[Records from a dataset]
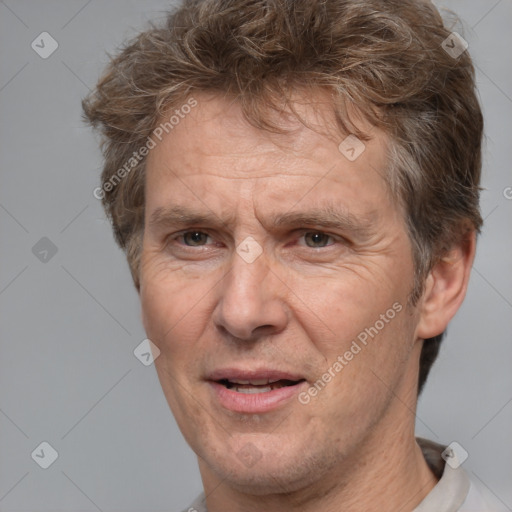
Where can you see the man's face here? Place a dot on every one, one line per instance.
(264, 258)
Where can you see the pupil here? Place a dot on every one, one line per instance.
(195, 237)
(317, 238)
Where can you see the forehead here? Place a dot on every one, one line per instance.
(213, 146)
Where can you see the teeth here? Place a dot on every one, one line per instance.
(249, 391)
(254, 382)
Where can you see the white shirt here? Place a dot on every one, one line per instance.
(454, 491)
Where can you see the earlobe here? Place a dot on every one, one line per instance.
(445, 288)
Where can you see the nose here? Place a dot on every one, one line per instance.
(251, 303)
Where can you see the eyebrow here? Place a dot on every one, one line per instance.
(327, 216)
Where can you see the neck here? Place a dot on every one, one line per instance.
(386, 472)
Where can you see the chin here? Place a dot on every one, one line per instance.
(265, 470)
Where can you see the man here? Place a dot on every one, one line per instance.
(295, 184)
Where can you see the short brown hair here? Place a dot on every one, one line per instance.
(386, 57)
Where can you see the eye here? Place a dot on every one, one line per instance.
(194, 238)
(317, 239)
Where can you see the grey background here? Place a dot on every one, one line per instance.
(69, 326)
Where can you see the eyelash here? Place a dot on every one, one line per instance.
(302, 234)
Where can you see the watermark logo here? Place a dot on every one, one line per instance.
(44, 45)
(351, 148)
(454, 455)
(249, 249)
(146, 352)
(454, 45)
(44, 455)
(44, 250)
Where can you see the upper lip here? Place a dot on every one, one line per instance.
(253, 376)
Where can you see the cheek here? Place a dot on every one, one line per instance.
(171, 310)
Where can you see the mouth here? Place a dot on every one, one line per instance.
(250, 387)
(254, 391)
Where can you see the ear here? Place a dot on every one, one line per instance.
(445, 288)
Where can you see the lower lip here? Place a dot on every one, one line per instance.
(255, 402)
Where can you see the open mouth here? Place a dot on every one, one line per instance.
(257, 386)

» Set task: Rewrite the listing above as a two-column CSV with the headers text and coordinates. Each row should hold one written line of the listing in the first quoted field and every coordinate pair beneath it, joined by spaces, in the second quoted field. Omit the picture.

» The solution:
text,coordinates
"Where can you see the man's face here? Place a dot on every one, one line per instance.","(264, 258)"
"Where can you see the pupil here? Place a dot on every one, one line per instance.","(195, 237) (317, 238)"
"Where can you see the forehead here? Place a dot on every one, one line per instance.","(213, 146)"
"Where can you see the teeth here? Place a dot on every one, one line per instance.","(249, 391) (254, 382)"
"Where can you see the white shirt here? Place a dot on every one, one line per instance.","(454, 491)"
"Where can you see the earlobe here? Place a dot on every one, one line per instance.","(445, 288)"
"Where can you see the nose here? Place a dot on every one, one line per instance.","(251, 303)"
"Where can you see the eyebrow here? Place a dot on every one, one line per instance.","(327, 216)"
"Where can you see the neck here? Place a dot on every one, one line per instance.","(386, 472)"
"Where can you see the chin here? Place a dot on every one, one line per instance.","(265, 470)"
"Where can you see the man here? Place a dot on every one, one line per instance.","(295, 184)"
"Where can you see the short brown hair here? Place a dot on every one, one line per instance.","(386, 57)"
"Where can you see the eye here? Place a dot on every one, one line per instance.","(194, 238) (317, 239)"
"Where can you see the grey background here? Place a dot on every one, one line per instance.","(69, 326)"
"Where can you see the eyelash here? Place a dot on every one, one line per instance.","(302, 234)"
"Where can you see the watermark logo here? Place a dot on every one, one line per instance.","(44, 45) (351, 148) (454, 455) (249, 249) (146, 352) (454, 45) (44, 455) (44, 250)"
"Where can you see the upper lip here? Place a dot on every one, one line per instance.","(253, 376)"
"Where can you see the cheek here? Place a dot on every one, one line per instance.","(171, 310)"
"Where can you see the mouth here? Place a dot on every one, one line per instance.","(250, 387) (254, 391)"
"Where can you see the ear here? Place a dot on every one, one line per instance.","(445, 288)"
"Where can you see the lower lip here? Place a dot on every one, one line per instance.","(255, 402)"
"Where can you see the open mouth here? Place a dot on every one, one line per instance.","(257, 386)"